[REQUEST A]: List each line of the records that contains the string "yellow".

[EXCERPT TO READ]:
Generally the math of the acquisition is that there is "synergy" (i.e 1+1 much greater than 2 kind of logic). Generally when a big price is paid in an acquisition, the intent is that the acquirer would be able to recoup their investment through such synergies, leveraging the acquired company's technology, leveraging the acquirer's own reach and distribution channels to sell more of the acquired product and so on.


I guess the authors point was that it since there isn't a deep integration, it doesn't provide value to Salesforce.com users. The question is, why should it if they're not the target customer?

Specially recently, people have been acquisitions that get integrated (closed down) and are happy then the company is left alone (Tumblr).


The truth is that the ZOHO founder is right (acquisition price is a joke, Salesforce product is clunky, Salesforce multiple is crazy). And yet, clear market leaders in high growth markets command premium prices (Amazon has a crazy PE multiple for example). But ask Netflix or Apple. When you screw up one or two quarters, market reacts fast.


Meh. Many well-established companies in a lick of trouble run negative P/E ratios for years...as in, the firm is losing money. There may be arguments for or against a given share price, but anything coming strictly from very high P/E values basically shifts the discussion to "what's the forward P/E?"

And of course small companies (and startups) lose money all the time, and that's expected while they're gaining momentum.

Firms that have very high P/Es (OpenTable and LinkedIn also come to mind) somehow have convinced investors that it's rational for them to spend every scrap of money on growth on a relatively massive scale, as so that the "P" part of the equation approaches zero. It seems then the discussion shifts to what the 'forward' P/E is, aka a prediction about the future where growth has stalled and the business is established and printing money without an obvious place to allocate it sensibly...like Google, or Apple. The theory then being it'd go to dividends, but that doesn't seem to be what has happened, because the business tries to justify holding onto the capital just in case it's needed to grow even more.

FWIW...I don't know anything about this stuff and plow just about everything into Vanguard. I have no interest in beating the market, I just want to track "the economy" so I can meet my needs when I can't work anymore. So, grains of salt and all that, but when I think about what a hyperbolic plot does it always mystifies me why people care so much about P/E when either term is close to zero.


What I mean is that because Salesforce: 1/ hits their sales target 2/ grows reasonably fast 3/ is the leader in SaaS for many large investors (like vanguard) Salesforce has very high valuation, which allow them to acquire Company, raise money in very good conditions and keep growing. In Salesforce case, most of their products are very bad by Silicon Valley/standard standard, and yet, the Company is worth a lot of money.

As much as Salesforce is criticizing Oracle, Salesforce is behaving just like Oracle - with a cooler CEO (who is himself a former Oracle guy).

[REQUEST B]: Reproduce everything in the Salesforce valuation discussion from "Firms that have" down to "grow even more.", switching "investors" to "shareholders".

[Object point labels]
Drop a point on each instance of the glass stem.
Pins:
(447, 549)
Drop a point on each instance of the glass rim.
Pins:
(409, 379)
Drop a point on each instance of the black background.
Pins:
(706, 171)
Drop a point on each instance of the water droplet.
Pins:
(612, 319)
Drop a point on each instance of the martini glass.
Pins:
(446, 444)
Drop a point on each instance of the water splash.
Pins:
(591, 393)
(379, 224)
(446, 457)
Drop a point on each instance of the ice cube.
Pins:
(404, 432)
...
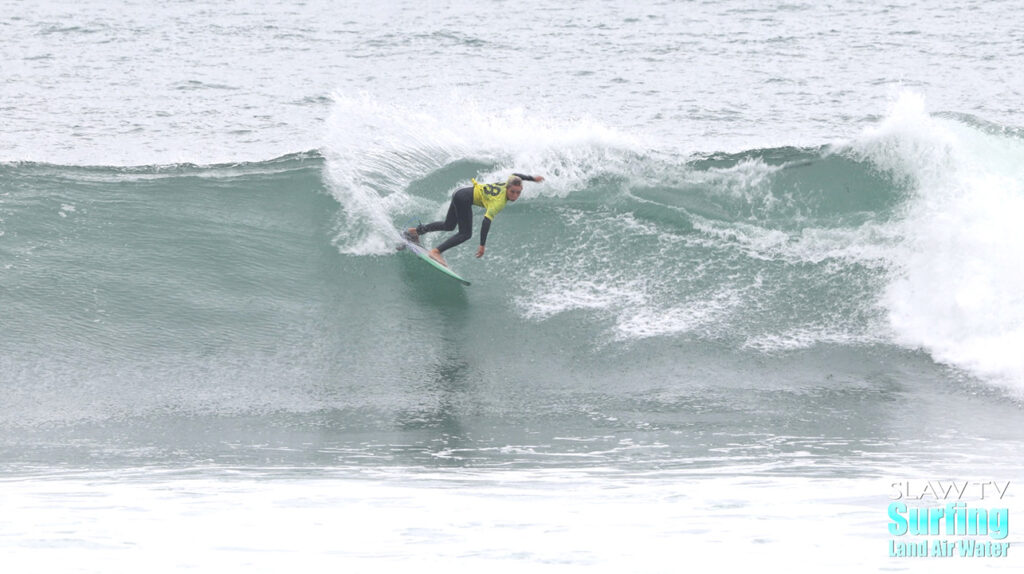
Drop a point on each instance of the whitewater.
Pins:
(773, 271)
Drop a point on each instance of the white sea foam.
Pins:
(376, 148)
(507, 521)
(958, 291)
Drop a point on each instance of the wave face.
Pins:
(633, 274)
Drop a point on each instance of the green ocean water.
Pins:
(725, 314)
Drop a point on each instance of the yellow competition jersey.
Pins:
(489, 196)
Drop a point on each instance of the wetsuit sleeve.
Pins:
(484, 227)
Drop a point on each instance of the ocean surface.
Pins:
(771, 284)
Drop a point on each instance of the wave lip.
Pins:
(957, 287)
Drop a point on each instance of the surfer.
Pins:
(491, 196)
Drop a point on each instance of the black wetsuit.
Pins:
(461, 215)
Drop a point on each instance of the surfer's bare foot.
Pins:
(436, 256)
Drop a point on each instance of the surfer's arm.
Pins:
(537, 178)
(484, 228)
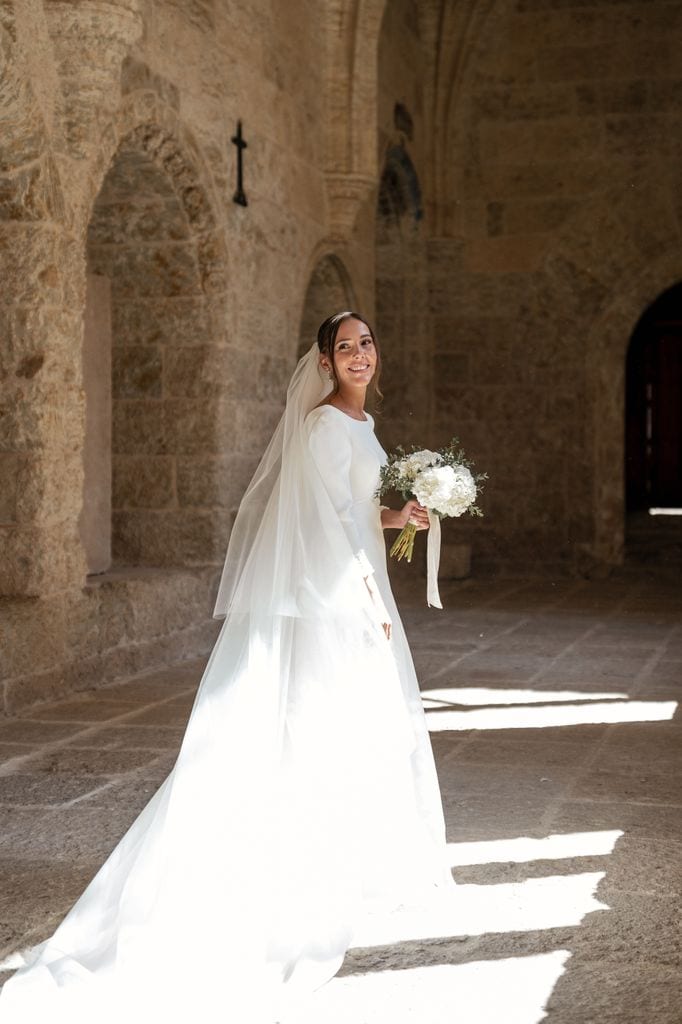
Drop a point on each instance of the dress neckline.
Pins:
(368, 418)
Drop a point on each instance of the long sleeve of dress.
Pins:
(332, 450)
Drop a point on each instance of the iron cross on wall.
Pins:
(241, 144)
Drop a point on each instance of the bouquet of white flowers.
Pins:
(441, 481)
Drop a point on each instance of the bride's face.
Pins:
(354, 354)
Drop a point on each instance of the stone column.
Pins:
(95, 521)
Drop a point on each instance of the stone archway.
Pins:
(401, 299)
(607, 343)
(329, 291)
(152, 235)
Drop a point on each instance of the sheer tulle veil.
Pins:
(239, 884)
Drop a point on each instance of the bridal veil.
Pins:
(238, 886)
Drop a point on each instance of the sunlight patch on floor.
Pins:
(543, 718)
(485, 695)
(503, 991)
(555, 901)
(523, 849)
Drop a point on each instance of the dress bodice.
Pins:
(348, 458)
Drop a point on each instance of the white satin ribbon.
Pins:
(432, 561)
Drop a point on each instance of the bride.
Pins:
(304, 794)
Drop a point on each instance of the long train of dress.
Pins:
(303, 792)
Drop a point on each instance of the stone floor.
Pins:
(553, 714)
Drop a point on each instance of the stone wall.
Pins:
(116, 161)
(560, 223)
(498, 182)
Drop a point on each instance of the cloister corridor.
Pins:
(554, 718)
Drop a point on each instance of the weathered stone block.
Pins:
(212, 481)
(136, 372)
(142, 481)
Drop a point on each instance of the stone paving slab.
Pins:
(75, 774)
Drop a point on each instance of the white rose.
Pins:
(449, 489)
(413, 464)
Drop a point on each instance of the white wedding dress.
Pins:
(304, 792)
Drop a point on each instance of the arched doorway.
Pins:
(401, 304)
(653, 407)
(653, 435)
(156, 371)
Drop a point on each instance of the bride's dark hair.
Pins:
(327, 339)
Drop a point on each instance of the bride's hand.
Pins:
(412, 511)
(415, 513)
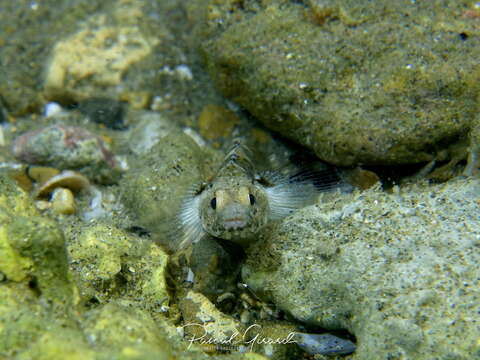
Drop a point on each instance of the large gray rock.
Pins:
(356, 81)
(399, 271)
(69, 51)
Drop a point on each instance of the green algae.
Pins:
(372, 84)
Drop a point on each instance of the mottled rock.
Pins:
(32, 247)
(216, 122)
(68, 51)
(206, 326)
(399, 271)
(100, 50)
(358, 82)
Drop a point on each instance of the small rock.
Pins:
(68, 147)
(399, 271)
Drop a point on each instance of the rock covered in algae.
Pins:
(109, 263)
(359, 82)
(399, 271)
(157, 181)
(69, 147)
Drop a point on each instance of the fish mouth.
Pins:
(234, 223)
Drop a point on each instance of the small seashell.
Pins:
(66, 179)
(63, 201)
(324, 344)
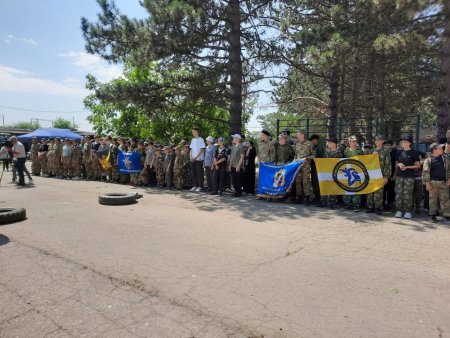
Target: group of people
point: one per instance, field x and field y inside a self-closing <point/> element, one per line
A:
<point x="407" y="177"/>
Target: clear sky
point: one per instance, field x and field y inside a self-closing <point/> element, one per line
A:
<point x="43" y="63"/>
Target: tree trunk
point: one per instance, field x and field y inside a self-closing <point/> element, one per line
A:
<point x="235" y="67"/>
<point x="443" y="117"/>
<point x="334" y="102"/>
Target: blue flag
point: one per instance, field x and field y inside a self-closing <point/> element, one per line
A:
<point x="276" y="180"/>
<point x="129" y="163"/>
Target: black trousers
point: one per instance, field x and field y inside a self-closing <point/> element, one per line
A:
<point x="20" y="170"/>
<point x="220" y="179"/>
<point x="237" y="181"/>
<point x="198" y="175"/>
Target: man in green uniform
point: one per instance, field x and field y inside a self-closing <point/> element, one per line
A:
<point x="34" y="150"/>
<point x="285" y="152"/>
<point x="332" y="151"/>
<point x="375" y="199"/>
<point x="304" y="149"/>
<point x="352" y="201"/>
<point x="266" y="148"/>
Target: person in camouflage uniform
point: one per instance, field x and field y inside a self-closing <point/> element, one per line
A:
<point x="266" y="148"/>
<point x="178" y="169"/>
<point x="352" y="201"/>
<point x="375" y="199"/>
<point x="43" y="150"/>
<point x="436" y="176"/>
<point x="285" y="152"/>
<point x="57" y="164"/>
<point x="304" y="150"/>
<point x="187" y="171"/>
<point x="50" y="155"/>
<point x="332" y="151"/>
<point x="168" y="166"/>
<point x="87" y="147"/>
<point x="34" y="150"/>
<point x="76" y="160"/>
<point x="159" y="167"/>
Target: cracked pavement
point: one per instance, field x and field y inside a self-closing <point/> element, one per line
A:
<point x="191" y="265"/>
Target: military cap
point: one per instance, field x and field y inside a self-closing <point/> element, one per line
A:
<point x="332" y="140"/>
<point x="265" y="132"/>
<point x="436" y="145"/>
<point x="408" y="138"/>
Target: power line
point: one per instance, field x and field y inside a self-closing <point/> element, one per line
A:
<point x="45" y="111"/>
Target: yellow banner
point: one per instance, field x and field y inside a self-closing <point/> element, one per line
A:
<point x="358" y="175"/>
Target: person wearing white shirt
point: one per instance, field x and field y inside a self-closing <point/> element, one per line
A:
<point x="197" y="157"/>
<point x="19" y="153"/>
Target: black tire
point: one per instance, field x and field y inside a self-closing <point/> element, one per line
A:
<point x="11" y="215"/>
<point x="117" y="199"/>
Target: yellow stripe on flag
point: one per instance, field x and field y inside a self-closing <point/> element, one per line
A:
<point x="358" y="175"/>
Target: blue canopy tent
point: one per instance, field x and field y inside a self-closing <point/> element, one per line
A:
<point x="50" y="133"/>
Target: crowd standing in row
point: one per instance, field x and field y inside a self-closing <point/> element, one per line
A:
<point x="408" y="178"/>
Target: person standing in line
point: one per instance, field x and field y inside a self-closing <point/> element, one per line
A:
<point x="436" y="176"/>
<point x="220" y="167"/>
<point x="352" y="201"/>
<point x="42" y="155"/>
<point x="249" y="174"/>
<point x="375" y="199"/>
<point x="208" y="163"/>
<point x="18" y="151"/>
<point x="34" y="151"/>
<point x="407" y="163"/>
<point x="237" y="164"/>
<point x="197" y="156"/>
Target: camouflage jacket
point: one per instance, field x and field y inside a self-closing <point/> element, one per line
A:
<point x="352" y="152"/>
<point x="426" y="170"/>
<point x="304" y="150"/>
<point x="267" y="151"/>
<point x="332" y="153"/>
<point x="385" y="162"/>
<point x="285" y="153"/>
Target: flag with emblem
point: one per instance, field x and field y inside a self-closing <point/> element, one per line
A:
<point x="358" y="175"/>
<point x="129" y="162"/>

[RIGHT ANSWER A]:
Drop a point on each instance of the yellow competition jersey.
Target: yellow banner
Target: yellow stripe on flag

[RIGHT ANSWER B]:
Firms that have very high P/Es (OpenTable and LinkedIn also come to mind) somehow have convinced shareholders that it's rational for them to spend every scrap of money on growth on a relatively massive scale, as so that the "P" part of the equation approaches zero. It seems then the discussion shifts to what the 'forward' P/E is, aka a prediction about the future where growth has stalled and the business is established and printing money without an obvious place to allocate it sensibly...like Google, or Apple. The theory then being it'd go to dividends, but that doesn't seem to be what has happened, because the business tries to justify holding onto the capital just in case it's needed to grow even more.